• Exercise goal: Rewrite the rows from the line containing "Would you be able to indicate the girl" down through the line containing "column 829, row 429", changing "sidewalk" to "pavement" and leaving everything else as it is.

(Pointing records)
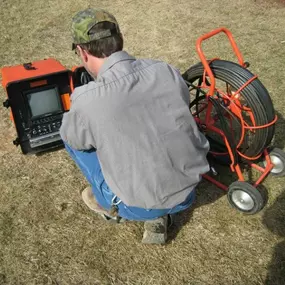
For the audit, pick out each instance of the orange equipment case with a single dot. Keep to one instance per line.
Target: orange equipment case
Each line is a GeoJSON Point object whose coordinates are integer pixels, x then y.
{"type": "Point", "coordinates": [37, 75]}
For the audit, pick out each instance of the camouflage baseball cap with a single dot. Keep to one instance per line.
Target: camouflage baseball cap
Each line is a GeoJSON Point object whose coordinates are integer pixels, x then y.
{"type": "Point", "coordinates": [85, 20]}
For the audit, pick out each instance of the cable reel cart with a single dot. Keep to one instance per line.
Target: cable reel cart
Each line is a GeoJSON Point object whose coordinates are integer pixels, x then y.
{"type": "Point", "coordinates": [235, 112]}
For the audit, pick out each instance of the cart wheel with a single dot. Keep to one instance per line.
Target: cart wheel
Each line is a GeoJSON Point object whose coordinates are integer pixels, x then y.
{"type": "Point", "coordinates": [277, 157]}
{"type": "Point", "coordinates": [245, 198]}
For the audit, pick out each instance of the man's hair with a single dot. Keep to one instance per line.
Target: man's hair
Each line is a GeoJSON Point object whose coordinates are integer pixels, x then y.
{"type": "Point", "coordinates": [104, 47]}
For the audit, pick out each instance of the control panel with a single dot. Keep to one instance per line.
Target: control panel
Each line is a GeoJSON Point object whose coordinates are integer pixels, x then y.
{"type": "Point", "coordinates": [44, 131]}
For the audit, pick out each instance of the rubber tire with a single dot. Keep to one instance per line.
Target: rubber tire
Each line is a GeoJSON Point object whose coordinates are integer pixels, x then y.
{"type": "Point", "coordinates": [277, 152]}
{"type": "Point", "coordinates": [255, 94]}
{"type": "Point", "coordinates": [256, 196]}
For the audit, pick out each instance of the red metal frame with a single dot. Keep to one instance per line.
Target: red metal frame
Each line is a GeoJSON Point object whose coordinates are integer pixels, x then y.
{"type": "Point", "coordinates": [236, 108]}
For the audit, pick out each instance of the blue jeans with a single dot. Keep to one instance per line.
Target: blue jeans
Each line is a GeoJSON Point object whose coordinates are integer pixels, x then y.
{"type": "Point", "coordinates": [89, 164]}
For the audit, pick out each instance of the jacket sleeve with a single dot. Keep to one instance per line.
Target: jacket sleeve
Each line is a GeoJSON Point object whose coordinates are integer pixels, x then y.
{"type": "Point", "coordinates": [75, 133]}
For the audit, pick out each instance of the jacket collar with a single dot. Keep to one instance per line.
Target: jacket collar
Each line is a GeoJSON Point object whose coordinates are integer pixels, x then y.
{"type": "Point", "coordinates": [113, 59]}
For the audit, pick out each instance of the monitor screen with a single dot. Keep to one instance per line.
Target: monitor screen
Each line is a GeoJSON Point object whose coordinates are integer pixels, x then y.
{"type": "Point", "coordinates": [43, 102]}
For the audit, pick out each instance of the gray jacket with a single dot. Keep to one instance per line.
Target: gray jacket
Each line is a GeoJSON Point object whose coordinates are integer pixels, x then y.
{"type": "Point", "coordinates": [136, 115]}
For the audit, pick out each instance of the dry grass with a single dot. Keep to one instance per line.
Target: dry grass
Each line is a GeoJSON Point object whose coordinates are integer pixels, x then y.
{"type": "Point", "coordinates": [47, 236]}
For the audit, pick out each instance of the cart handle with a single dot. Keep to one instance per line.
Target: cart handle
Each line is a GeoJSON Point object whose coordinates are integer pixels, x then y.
{"type": "Point", "coordinates": [204, 60]}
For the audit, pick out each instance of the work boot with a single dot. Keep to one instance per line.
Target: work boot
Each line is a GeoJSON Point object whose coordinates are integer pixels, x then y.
{"type": "Point", "coordinates": [155, 231]}
{"type": "Point", "coordinates": [91, 202]}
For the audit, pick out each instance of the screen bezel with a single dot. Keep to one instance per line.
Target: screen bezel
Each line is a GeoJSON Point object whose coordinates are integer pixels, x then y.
{"type": "Point", "coordinates": [39, 89]}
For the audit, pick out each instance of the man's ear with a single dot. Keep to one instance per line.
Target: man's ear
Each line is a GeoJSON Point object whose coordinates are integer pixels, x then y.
{"type": "Point", "coordinates": [83, 54]}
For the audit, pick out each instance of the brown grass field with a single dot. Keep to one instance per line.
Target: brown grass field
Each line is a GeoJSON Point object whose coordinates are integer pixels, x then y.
{"type": "Point", "coordinates": [48, 236]}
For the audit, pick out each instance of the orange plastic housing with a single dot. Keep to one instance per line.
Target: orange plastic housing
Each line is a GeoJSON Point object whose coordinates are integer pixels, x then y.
{"type": "Point", "coordinates": [39, 68]}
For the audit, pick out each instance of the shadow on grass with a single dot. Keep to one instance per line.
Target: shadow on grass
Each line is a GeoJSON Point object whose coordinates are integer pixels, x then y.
{"type": "Point", "coordinates": [206, 193]}
{"type": "Point", "coordinates": [274, 219]}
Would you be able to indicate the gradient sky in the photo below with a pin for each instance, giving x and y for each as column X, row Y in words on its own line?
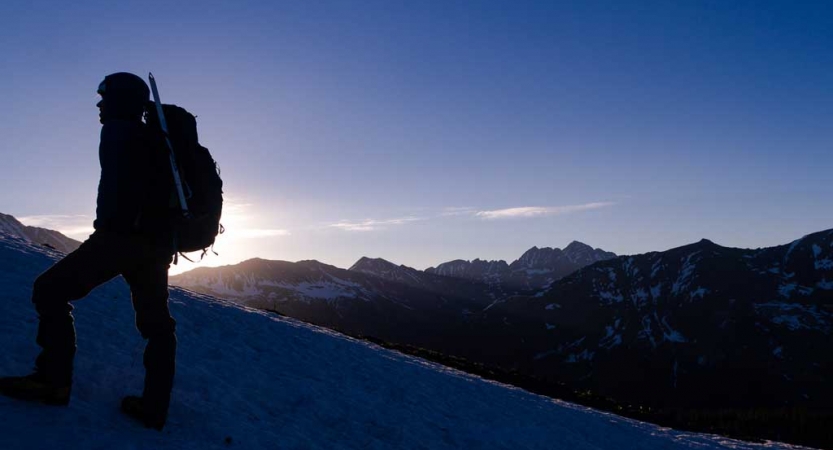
column 426, row 131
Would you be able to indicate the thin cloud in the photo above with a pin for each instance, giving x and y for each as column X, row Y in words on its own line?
column 240, row 222
column 75, row 226
column 524, row 212
column 371, row 224
column 458, row 211
column 254, row 233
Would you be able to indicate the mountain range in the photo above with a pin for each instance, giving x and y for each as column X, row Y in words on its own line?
column 250, row 379
column 749, row 326
column 40, row 236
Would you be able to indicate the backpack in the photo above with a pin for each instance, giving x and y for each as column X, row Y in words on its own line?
column 200, row 177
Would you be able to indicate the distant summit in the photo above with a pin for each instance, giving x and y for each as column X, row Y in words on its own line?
column 536, row 268
column 40, row 236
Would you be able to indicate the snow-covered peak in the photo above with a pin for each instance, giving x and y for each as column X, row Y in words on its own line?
column 254, row 380
column 36, row 235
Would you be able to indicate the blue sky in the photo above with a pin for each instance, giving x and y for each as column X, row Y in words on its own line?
column 427, row 131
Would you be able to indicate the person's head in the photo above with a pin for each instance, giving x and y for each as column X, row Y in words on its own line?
column 123, row 96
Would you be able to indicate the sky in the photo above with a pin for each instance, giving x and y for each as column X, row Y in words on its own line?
column 422, row 132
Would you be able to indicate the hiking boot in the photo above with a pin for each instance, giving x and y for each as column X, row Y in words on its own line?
column 136, row 408
column 35, row 388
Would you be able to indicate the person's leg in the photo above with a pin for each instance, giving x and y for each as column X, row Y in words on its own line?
column 149, row 288
column 71, row 278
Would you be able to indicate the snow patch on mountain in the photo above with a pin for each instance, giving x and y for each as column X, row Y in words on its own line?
column 249, row 379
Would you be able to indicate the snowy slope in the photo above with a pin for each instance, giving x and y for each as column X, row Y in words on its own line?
column 12, row 226
column 250, row 380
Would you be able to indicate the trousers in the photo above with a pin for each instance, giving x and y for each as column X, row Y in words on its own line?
column 105, row 255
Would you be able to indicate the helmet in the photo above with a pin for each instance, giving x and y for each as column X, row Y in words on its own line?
column 123, row 96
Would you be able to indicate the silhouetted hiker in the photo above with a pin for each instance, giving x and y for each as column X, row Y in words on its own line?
column 132, row 238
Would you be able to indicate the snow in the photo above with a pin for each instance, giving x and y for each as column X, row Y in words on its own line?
column 611, row 297
column 670, row 334
column 250, row 380
column 699, row 292
column 816, row 251
column 610, row 340
column 785, row 290
column 824, row 264
column 686, row 272
column 796, row 316
column 656, row 291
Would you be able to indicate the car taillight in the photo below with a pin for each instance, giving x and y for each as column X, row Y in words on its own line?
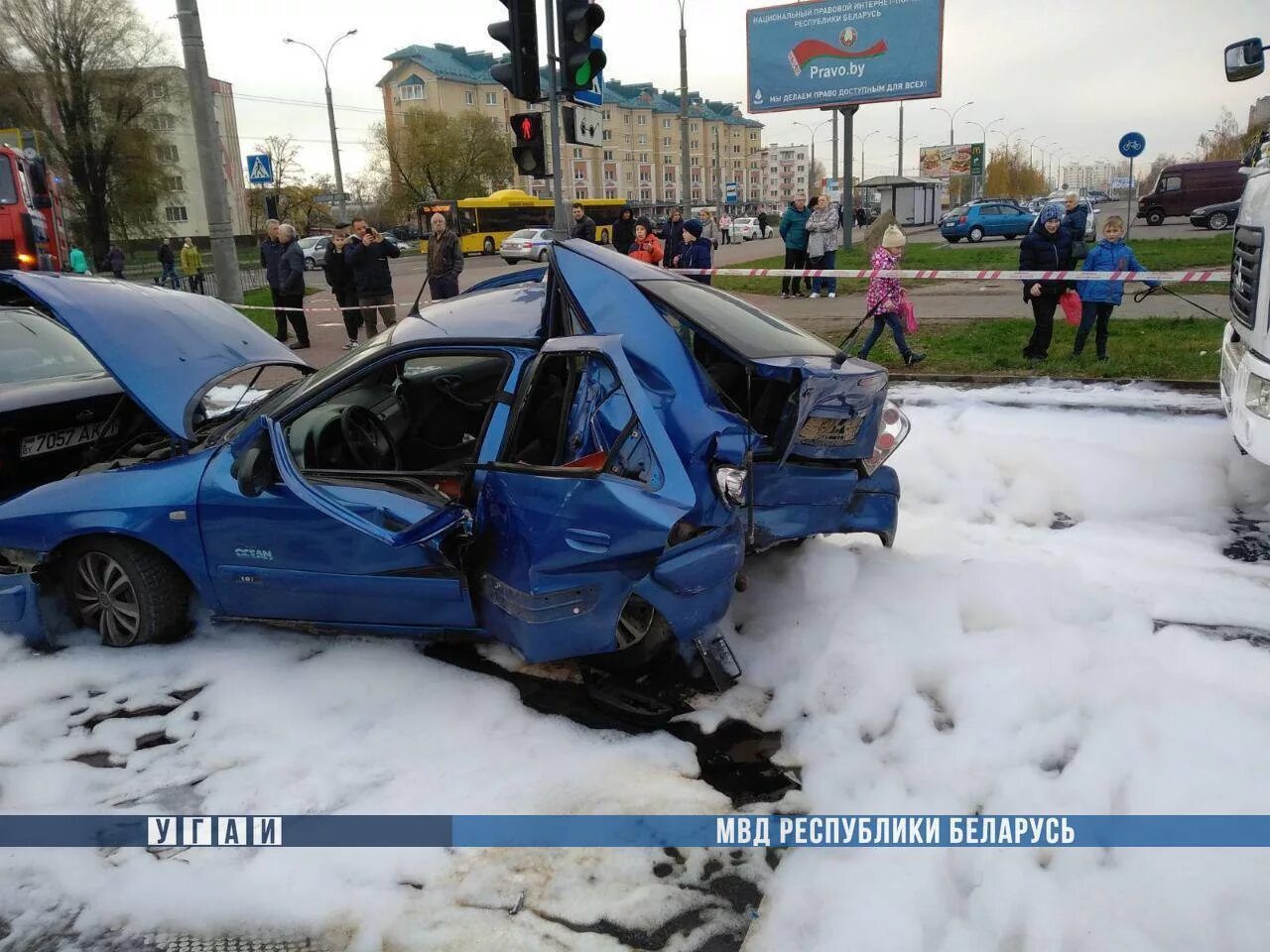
column 892, row 431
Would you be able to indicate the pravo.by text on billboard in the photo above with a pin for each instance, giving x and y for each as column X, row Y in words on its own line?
column 843, row 53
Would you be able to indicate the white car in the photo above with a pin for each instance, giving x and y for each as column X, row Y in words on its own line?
column 316, row 250
column 747, row 229
column 526, row 245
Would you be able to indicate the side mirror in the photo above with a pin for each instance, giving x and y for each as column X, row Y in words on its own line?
column 253, row 470
column 1245, row 60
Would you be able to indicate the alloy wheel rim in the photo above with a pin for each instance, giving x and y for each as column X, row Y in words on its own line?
column 105, row 598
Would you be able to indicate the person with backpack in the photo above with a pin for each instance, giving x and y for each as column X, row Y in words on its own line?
column 169, row 266
column 1098, row 298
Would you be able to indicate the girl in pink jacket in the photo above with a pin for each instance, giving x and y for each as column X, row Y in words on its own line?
column 885, row 295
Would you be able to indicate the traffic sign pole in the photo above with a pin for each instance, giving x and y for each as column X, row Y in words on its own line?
column 1132, row 145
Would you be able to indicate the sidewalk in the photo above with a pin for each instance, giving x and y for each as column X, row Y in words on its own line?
column 966, row 301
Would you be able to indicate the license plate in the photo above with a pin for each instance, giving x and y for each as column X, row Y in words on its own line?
column 70, row 436
column 829, row 429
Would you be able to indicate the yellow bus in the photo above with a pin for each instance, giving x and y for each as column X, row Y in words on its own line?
column 481, row 223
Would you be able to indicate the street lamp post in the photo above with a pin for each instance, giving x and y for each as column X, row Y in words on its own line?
column 952, row 117
column 685, row 162
column 330, row 117
column 812, row 131
column 862, row 144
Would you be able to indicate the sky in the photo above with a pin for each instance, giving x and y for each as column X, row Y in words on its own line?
column 1080, row 72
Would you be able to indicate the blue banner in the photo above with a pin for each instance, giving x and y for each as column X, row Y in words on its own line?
column 735, row 830
column 839, row 53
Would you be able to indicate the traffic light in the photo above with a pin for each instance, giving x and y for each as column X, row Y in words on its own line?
column 518, row 33
column 579, row 62
column 530, row 150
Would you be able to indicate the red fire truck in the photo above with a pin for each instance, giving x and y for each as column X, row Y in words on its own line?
column 32, row 230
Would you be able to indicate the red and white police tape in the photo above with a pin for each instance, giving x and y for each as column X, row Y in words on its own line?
column 1207, row 276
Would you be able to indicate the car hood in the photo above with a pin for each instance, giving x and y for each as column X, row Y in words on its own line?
column 166, row 348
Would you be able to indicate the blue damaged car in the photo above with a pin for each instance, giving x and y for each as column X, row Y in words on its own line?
column 572, row 463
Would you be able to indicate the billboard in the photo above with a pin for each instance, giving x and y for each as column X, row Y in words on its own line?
column 837, row 53
column 949, row 162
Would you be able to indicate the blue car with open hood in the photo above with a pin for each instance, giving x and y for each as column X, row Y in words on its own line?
column 574, row 462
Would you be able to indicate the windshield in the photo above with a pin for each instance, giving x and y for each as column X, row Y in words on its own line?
column 746, row 329
column 35, row 348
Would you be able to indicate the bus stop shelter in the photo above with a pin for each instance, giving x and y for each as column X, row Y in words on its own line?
column 913, row 200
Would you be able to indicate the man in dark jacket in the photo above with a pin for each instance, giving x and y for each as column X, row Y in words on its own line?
column 271, row 255
column 444, row 259
column 368, row 254
column 169, row 266
column 674, row 240
column 794, row 232
column 1047, row 248
column 339, row 278
column 624, row 231
column 583, row 226
column 291, row 285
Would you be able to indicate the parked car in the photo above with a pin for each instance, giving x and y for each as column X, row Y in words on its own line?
column 58, row 404
column 975, row 222
column 1188, row 185
column 747, row 230
column 1216, row 217
column 526, row 245
column 572, row 466
column 316, row 250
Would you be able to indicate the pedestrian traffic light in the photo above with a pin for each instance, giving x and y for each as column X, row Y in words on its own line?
column 518, row 33
column 579, row 62
column 530, row 150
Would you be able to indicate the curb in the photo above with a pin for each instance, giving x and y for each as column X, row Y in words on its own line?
column 1187, row 386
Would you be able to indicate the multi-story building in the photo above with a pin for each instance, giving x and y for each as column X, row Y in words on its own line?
column 639, row 155
column 779, row 173
column 183, row 211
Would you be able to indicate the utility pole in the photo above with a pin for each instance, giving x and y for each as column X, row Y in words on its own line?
column 899, row 159
column 685, row 162
column 218, row 223
column 562, row 216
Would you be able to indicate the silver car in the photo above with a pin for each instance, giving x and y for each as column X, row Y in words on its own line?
column 316, row 250
column 526, row 245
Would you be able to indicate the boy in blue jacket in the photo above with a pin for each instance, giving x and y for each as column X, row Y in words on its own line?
column 1100, row 298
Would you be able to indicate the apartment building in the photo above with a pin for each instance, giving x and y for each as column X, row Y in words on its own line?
column 639, row 157
column 183, row 209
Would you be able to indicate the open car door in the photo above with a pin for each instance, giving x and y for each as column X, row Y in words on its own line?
column 578, row 508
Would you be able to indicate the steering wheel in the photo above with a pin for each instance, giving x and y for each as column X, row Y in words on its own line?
column 367, row 438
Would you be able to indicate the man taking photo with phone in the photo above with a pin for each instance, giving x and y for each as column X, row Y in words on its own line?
column 367, row 254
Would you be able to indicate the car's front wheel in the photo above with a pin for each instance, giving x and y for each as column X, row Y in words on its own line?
column 130, row 593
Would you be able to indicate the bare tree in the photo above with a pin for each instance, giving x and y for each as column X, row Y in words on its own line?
column 81, row 73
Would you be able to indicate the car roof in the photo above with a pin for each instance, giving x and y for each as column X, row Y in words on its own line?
column 499, row 313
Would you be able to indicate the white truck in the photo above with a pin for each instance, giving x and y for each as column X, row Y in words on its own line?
column 1246, row 341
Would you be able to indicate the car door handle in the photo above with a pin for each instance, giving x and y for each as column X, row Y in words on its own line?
column 587, row 540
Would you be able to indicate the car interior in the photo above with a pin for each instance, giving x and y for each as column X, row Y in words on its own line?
column 421, row 416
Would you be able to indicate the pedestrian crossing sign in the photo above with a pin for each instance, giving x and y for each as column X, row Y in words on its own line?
column 259, row 169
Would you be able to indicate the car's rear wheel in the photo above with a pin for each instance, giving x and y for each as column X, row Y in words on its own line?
column 130, row 593
column 642, row 635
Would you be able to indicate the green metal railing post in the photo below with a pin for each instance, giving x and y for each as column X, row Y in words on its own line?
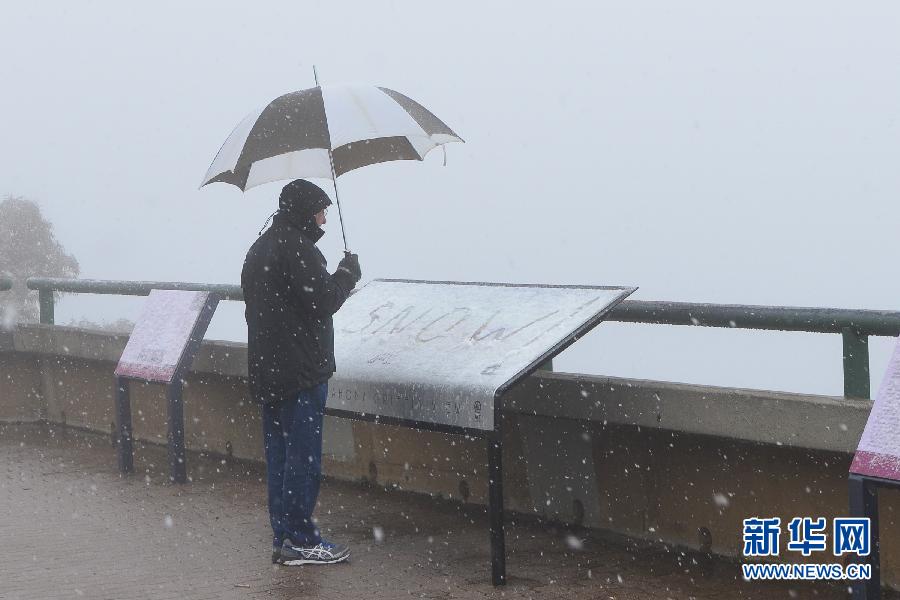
column 856, row 364
column 854, row 325
column 45, row 301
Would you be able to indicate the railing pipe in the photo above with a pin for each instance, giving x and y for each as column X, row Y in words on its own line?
column 855, row 326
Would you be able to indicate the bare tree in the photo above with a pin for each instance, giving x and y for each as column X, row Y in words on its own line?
column 28, row 248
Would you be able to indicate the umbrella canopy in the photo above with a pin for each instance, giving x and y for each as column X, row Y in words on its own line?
column 299, row 135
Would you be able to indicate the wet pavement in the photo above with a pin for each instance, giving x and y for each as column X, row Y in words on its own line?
column 72, row 527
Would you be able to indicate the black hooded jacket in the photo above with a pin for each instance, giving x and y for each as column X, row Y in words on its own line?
column 290, row 298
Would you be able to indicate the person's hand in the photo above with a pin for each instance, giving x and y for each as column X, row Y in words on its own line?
column 350, row 263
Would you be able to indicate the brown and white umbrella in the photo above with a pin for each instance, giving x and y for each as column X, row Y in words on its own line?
column 326, row 131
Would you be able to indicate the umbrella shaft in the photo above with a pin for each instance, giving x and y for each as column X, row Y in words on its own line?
column 337, row 200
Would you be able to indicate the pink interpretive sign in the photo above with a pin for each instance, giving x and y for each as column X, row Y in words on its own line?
column 878, row 453
column 170, row 321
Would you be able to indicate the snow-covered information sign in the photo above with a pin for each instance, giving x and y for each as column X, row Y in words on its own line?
column 878, row 453
column 441, row 352
column 169, row 321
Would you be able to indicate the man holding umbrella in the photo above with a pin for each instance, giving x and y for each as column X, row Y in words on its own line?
column 290, row 299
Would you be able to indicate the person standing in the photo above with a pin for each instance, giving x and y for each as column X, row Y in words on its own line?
column 290, row 298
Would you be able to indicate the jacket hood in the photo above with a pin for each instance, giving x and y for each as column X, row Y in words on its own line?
column 307, row 225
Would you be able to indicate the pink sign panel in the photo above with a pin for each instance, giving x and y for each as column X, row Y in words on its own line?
column 878, row 453
column 161, row 335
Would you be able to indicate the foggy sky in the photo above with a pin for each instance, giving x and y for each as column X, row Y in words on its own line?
column 702, row 151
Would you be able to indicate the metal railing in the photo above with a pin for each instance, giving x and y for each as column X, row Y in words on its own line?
column 855, row 326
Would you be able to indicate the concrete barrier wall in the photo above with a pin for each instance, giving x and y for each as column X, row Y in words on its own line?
column 680, row 464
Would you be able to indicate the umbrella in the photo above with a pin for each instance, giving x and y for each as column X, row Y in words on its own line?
column 326, row 131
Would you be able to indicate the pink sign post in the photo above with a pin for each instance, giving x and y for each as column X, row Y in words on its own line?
column 877, row 464
column 160, row 349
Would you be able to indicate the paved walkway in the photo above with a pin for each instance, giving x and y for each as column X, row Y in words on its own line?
column 70, row 527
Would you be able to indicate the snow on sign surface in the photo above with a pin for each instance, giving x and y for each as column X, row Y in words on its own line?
column 439, row 352
column 161, row 335
column 878, row 453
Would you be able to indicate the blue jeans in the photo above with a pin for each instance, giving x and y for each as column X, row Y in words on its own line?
column 292, row 430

• The response:
Would you be able to indicate the girl in pink jacket in the photo above with a pin for each instance, giving x and y for each as column X, row Y in words on its own line?
column 885, row 295
Would you be able to indicate the traffic sign pole in the photo above with a pin for each instance, giving x and y for each as column X, row Y in words on its own line?
column 1132, row 145
Would you be able to indicate the pavement in the photo above with a pin for each instance, giving x and y for each as column X, row Y in words on its own line?
column 966, row 301
Would you be able to indicate the license plate in the photo above with a pin for each instance, giving x and y for each as column X, row Y in words on its own line?
column 70, row 436
column 829, row 429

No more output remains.